One of Ours

For Tray

You should be here, now, and I should be telling you this to your face. But it’s too late for that now. And knowing how we both are, doing so probably would have made us both, well, let’s just say it probably would have been a little awkward. We joked around, and we had some interesting conversations, but we both know that given our strong personalities, a serious moment like that? Neither one of us would have probably known what to say. I imagine there’d have been a fair amount of looking around, at the floor, some uncomfortable jokes and probably some nervous smoking. I wish you were here so I could tell you, but I’ll have to write it, and hope my words will reach you. I believe you’ll hear them.

The request: From the letter to Tray, list each thing the writer imagines there would have been during that serious moment.

Entries supplied:
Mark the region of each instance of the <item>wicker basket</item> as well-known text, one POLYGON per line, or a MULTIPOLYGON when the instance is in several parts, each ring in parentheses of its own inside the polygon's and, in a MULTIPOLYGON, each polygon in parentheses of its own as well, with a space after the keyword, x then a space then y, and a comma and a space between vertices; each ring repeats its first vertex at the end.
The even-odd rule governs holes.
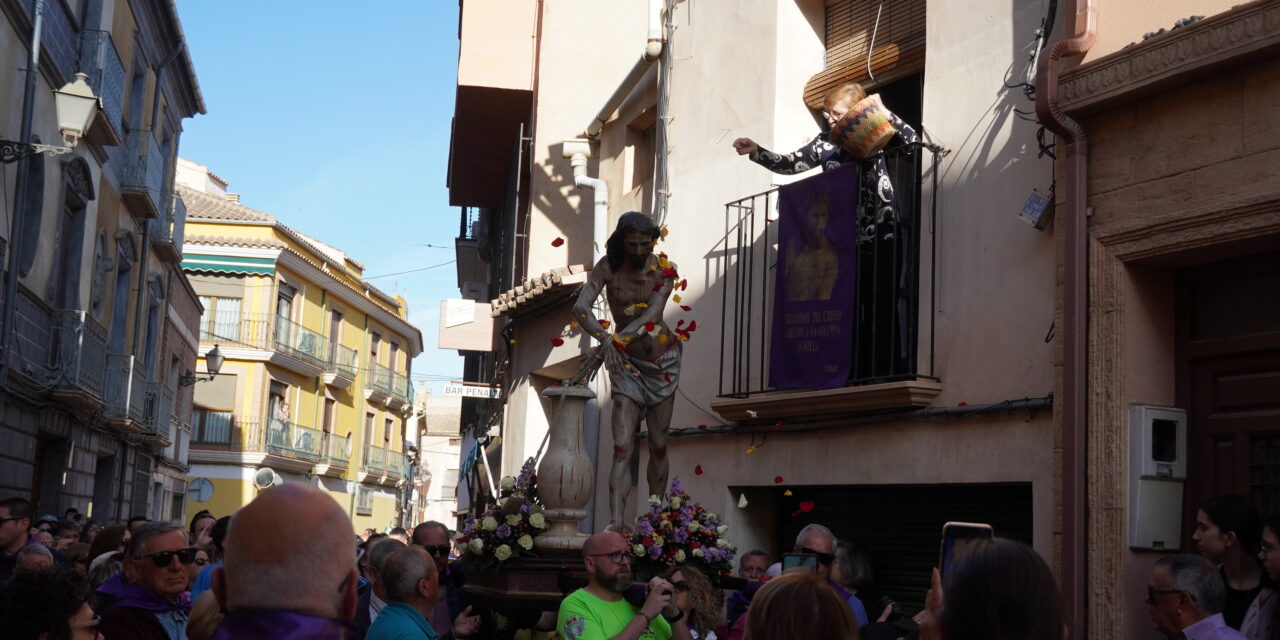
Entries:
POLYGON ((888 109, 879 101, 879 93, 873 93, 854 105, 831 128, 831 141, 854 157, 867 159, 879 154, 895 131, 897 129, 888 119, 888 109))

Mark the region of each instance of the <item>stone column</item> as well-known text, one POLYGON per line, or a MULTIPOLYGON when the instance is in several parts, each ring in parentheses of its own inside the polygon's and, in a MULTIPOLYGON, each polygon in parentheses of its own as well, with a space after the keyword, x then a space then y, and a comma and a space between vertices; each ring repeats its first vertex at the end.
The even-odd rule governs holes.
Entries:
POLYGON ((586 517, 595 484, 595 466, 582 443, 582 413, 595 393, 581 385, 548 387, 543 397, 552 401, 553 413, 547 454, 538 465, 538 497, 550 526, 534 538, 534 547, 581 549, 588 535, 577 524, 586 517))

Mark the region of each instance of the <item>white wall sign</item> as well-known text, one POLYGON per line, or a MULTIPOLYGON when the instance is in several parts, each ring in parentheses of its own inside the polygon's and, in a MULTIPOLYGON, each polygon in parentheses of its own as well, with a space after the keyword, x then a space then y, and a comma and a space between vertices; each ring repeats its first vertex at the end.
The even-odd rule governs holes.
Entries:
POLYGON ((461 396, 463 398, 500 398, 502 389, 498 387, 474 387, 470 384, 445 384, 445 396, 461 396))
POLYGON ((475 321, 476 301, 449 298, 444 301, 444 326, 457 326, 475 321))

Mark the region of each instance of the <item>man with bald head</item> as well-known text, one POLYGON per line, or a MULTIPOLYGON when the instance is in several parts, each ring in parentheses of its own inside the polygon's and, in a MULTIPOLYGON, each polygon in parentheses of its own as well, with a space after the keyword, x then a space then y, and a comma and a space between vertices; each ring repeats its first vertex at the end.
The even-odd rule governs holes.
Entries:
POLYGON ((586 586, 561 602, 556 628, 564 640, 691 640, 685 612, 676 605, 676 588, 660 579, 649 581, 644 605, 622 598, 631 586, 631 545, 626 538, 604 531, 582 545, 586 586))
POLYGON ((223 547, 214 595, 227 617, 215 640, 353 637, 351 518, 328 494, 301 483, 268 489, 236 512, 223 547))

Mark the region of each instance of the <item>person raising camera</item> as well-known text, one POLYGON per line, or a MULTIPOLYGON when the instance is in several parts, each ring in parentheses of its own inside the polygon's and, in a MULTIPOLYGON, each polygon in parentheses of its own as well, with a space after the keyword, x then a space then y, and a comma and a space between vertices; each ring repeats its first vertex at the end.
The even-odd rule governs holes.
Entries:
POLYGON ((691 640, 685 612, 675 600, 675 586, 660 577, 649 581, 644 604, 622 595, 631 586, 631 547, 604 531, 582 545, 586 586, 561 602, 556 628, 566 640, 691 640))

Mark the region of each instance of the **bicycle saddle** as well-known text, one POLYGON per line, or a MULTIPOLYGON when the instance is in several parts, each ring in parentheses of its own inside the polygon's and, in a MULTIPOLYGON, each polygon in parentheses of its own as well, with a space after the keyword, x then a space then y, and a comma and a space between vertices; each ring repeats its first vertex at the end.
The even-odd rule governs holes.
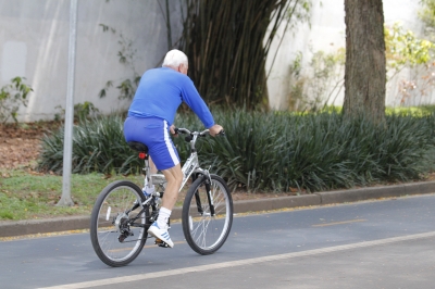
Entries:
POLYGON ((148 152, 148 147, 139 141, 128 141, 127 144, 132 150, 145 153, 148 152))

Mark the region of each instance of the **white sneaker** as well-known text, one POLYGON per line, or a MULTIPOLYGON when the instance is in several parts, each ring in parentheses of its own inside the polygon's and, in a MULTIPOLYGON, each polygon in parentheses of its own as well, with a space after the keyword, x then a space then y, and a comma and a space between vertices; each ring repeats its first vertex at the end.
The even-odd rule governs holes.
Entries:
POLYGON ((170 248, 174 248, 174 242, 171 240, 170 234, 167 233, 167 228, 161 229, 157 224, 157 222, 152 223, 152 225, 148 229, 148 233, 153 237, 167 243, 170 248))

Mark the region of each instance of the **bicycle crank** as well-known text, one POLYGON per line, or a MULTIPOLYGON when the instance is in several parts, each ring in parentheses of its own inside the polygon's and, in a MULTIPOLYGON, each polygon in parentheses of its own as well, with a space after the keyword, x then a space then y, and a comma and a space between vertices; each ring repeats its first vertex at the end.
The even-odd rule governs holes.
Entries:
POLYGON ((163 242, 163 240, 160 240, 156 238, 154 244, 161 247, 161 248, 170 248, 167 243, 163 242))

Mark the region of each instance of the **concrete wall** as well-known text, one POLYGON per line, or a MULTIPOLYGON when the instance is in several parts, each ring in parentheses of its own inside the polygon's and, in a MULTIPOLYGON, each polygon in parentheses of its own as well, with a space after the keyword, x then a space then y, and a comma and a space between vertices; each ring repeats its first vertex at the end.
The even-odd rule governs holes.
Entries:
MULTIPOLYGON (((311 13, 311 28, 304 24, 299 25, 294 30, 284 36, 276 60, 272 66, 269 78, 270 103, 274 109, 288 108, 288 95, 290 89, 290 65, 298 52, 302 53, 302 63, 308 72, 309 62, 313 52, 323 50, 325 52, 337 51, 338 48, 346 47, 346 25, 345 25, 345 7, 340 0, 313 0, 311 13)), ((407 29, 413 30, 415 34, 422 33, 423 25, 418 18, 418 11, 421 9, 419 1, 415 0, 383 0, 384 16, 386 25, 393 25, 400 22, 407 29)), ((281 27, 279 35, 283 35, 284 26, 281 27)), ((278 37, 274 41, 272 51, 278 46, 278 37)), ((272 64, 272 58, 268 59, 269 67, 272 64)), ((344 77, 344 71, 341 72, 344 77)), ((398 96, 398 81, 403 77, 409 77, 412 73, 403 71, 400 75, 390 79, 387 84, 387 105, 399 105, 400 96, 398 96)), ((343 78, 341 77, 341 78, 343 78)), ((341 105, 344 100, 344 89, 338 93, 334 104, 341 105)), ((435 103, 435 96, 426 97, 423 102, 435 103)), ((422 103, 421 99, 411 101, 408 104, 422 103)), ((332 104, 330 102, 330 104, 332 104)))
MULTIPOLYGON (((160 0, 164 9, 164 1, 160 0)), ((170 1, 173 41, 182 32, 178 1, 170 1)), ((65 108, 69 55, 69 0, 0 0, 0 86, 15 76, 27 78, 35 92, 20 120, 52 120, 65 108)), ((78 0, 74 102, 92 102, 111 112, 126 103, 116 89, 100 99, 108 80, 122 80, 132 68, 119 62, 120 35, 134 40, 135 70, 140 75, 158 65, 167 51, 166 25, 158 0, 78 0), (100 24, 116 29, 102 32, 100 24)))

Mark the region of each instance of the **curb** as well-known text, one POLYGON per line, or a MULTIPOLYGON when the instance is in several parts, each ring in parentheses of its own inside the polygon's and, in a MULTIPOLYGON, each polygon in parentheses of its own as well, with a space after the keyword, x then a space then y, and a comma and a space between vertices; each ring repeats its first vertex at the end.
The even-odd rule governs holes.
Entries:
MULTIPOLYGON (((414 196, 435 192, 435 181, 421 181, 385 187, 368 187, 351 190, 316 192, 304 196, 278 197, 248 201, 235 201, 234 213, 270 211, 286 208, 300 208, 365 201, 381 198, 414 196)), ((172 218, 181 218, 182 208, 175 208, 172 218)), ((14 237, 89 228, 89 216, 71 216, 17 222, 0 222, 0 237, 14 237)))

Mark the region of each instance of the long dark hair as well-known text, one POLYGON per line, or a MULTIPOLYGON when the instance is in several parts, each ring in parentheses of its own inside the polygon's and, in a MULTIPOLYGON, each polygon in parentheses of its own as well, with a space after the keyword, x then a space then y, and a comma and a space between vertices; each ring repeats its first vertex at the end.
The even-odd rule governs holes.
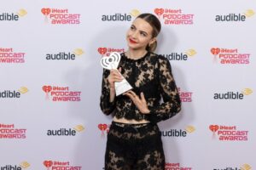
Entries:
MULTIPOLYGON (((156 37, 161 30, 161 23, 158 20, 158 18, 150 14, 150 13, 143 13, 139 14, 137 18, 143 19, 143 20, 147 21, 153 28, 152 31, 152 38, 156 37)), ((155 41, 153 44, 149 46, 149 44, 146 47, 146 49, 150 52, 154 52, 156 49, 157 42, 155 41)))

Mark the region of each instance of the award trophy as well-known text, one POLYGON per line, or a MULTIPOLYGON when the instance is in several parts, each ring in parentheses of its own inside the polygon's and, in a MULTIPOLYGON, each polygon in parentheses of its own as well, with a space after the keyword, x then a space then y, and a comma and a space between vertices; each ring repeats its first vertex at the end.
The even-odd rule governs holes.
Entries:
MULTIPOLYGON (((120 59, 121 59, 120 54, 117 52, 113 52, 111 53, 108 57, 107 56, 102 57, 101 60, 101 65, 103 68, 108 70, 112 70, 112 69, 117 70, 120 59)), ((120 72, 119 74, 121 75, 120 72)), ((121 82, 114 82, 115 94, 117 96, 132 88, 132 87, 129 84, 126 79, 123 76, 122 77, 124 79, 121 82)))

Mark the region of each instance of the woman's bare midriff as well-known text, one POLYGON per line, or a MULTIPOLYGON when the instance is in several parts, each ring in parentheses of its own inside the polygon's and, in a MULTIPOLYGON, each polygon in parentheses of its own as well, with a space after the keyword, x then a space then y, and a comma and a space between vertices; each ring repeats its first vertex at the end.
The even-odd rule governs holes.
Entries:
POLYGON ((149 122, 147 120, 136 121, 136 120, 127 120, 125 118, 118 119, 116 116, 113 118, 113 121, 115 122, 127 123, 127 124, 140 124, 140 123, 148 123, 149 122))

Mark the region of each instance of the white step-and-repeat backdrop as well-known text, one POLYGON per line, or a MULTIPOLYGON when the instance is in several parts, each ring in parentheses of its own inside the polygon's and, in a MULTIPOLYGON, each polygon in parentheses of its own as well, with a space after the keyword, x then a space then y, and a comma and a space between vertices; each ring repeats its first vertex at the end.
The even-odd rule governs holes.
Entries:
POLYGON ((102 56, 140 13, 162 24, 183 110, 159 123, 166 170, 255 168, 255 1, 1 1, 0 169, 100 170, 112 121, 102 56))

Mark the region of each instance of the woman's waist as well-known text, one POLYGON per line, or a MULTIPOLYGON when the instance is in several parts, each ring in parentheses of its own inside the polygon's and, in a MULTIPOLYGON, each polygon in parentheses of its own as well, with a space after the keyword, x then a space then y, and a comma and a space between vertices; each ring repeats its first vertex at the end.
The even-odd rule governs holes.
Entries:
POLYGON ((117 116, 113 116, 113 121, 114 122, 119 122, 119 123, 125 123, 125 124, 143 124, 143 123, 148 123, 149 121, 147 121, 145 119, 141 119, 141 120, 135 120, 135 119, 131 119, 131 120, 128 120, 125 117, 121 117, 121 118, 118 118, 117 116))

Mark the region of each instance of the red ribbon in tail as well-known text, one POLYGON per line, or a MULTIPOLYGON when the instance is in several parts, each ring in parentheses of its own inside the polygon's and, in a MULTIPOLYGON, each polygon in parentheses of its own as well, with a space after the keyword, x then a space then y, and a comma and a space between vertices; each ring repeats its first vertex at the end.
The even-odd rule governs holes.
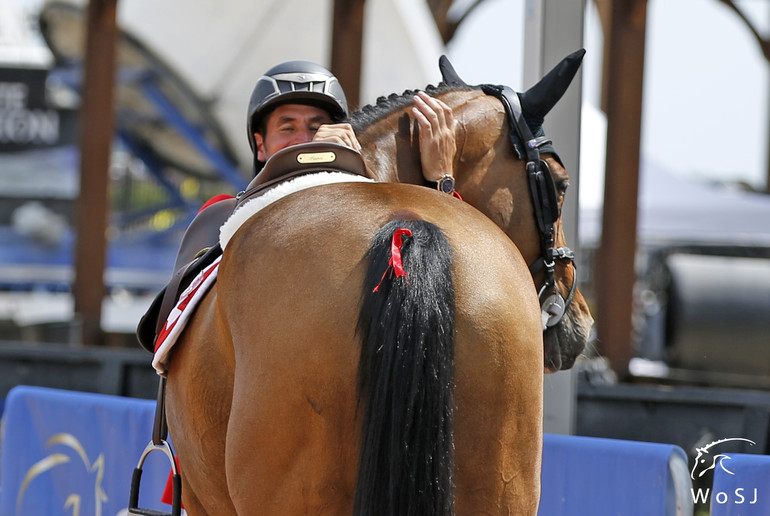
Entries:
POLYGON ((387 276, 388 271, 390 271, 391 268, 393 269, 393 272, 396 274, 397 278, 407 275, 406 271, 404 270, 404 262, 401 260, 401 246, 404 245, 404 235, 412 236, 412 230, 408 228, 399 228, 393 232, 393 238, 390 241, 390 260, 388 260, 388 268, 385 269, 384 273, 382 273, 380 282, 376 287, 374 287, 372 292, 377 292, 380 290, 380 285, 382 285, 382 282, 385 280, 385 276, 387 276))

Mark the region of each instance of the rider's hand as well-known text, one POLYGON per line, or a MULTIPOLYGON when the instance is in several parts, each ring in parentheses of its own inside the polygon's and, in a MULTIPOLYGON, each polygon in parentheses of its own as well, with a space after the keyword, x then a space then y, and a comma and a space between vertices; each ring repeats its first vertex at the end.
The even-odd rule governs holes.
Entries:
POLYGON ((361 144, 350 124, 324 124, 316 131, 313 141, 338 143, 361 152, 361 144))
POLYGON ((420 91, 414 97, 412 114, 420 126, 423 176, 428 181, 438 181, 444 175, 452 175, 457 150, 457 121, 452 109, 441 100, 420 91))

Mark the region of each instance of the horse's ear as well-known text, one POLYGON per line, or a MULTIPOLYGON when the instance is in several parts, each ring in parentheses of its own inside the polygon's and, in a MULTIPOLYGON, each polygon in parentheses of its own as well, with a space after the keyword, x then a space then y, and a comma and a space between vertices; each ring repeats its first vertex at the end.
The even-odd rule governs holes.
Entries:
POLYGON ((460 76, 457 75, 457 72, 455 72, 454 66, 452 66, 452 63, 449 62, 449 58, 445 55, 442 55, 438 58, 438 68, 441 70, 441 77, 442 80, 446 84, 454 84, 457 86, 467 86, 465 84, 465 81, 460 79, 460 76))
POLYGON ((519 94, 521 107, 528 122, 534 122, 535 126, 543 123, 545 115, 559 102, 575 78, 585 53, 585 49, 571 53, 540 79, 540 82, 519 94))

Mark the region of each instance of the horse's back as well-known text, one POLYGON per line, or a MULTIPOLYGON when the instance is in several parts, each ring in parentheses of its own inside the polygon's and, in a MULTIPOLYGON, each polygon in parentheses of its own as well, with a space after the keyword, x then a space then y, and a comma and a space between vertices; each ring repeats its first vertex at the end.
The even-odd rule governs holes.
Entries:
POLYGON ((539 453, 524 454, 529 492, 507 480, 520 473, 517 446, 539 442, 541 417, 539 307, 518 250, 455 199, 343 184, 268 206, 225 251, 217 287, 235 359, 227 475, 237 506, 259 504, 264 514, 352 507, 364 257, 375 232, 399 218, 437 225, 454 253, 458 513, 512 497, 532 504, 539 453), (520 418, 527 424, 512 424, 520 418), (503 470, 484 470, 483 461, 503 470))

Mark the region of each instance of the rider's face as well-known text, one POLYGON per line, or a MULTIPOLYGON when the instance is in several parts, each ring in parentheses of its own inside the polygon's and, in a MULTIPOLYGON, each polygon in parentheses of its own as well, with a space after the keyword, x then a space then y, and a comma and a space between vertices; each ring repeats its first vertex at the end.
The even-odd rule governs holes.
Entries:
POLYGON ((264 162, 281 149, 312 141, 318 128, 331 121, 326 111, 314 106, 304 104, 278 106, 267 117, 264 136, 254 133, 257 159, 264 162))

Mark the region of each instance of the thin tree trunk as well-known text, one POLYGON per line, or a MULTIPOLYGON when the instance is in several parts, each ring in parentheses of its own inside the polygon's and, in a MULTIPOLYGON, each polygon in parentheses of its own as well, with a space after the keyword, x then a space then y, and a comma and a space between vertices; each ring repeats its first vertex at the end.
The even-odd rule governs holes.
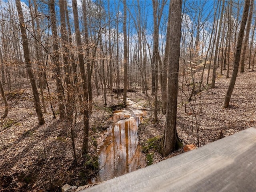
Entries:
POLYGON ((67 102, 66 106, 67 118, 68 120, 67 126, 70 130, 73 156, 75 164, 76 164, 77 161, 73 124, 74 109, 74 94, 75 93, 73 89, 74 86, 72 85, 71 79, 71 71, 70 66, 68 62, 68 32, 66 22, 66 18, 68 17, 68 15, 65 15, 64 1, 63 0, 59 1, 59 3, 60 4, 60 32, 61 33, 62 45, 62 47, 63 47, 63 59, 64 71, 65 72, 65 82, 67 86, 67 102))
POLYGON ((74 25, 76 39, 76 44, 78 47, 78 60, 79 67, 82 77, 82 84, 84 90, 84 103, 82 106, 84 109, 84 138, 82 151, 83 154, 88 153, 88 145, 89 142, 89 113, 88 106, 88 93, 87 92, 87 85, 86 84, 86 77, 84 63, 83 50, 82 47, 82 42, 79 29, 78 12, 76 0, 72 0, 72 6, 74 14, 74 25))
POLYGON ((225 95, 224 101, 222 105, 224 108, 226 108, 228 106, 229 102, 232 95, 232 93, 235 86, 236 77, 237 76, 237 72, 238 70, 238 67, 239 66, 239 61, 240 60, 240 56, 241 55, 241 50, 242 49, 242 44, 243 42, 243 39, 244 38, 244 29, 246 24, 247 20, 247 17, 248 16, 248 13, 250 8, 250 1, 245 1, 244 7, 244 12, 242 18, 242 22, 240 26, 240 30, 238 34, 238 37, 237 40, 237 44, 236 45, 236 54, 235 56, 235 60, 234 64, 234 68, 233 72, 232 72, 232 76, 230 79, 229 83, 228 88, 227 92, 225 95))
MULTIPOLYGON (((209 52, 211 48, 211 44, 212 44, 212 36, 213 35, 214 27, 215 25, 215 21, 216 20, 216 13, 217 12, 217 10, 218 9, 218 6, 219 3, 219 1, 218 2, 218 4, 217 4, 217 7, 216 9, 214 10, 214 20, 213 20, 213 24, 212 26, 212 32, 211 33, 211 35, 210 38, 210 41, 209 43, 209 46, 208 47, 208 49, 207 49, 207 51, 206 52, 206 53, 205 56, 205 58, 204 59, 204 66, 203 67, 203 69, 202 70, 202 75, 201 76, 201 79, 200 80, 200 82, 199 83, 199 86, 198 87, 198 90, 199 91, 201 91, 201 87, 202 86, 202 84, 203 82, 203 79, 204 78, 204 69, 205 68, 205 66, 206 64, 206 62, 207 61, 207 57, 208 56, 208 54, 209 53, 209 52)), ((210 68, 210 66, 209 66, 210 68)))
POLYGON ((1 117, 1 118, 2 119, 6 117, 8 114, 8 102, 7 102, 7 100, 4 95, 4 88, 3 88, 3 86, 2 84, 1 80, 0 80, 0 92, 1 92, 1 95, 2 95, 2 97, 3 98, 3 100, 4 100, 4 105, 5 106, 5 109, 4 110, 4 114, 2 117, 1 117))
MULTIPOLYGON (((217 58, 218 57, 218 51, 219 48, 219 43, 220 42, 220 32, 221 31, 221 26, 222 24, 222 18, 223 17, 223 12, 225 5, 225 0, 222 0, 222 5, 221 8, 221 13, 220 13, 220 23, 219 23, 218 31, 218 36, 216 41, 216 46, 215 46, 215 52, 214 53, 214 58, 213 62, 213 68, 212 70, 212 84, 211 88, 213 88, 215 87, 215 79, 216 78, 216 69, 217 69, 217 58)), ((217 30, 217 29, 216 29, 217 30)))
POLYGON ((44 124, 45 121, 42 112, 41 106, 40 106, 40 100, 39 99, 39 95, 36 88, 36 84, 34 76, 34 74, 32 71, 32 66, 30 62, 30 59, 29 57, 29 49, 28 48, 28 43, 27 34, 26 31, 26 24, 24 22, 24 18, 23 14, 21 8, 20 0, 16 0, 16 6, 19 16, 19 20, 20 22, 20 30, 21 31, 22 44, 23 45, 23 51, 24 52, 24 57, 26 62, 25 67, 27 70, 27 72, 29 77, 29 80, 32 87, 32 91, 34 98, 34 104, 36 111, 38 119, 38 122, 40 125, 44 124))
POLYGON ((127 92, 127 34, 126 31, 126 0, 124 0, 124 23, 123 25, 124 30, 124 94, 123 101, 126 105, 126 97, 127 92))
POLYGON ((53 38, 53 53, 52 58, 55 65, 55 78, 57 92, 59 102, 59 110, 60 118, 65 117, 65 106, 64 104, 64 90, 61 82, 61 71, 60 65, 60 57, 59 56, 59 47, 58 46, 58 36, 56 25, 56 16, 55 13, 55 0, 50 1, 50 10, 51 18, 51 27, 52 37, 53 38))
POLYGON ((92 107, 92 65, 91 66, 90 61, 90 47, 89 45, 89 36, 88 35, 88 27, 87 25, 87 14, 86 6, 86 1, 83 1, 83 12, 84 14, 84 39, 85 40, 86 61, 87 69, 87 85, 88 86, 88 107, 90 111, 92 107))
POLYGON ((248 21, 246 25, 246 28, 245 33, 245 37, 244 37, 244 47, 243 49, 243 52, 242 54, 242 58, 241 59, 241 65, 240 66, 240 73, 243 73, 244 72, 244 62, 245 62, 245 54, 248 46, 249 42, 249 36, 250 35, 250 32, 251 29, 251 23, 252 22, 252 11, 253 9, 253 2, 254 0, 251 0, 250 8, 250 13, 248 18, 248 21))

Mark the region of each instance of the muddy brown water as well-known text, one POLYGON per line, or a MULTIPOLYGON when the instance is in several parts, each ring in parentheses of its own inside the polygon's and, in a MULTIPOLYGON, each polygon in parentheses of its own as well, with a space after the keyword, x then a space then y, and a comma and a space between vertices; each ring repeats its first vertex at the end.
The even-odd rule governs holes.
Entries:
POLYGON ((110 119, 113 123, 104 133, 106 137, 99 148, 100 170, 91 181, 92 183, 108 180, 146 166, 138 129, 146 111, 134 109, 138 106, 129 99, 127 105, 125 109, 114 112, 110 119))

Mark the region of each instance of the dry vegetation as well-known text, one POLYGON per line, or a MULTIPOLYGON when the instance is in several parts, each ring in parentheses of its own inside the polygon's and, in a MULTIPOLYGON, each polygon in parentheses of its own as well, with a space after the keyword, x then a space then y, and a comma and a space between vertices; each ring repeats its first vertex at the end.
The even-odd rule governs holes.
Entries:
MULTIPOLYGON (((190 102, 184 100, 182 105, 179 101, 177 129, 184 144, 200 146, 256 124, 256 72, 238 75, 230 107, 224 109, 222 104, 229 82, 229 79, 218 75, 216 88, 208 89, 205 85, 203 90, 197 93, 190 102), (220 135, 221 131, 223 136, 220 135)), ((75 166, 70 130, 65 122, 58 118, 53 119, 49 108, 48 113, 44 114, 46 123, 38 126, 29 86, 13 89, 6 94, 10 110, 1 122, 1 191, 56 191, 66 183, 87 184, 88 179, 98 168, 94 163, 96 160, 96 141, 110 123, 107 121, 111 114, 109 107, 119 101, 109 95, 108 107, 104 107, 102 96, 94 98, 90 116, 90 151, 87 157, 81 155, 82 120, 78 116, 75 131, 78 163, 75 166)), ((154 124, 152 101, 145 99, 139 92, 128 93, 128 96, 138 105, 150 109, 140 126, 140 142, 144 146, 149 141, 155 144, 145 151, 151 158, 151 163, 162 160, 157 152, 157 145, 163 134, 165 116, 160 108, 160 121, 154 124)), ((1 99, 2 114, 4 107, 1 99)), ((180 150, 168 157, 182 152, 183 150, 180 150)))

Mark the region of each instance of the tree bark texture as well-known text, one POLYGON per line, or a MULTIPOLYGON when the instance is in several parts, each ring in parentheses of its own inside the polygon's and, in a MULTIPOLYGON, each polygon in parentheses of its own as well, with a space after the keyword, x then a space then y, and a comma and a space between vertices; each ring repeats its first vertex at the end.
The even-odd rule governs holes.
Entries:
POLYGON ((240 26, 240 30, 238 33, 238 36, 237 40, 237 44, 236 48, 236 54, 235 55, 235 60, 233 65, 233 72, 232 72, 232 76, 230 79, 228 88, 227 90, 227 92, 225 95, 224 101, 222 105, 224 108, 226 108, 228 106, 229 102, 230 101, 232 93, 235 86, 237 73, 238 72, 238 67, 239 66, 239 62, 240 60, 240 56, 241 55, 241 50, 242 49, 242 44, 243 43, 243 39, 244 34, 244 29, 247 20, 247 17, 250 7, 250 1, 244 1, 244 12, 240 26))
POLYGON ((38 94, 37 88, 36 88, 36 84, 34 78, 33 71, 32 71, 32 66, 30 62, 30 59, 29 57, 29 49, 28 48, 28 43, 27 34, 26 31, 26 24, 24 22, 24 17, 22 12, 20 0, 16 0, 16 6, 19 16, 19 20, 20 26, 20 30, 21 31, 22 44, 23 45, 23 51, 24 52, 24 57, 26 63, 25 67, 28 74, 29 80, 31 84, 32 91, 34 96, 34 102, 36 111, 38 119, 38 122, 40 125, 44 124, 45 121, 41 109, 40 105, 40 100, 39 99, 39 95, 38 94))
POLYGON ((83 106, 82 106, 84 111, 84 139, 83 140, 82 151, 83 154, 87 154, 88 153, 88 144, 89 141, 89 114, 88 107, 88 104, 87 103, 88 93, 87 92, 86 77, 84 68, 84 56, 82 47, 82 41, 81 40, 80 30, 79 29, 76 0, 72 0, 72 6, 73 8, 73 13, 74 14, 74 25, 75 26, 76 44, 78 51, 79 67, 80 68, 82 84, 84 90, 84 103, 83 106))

In response:
- A fair amount of looking around, at the floor
- Some uncomfortable jokes
- Probably some nervous smoking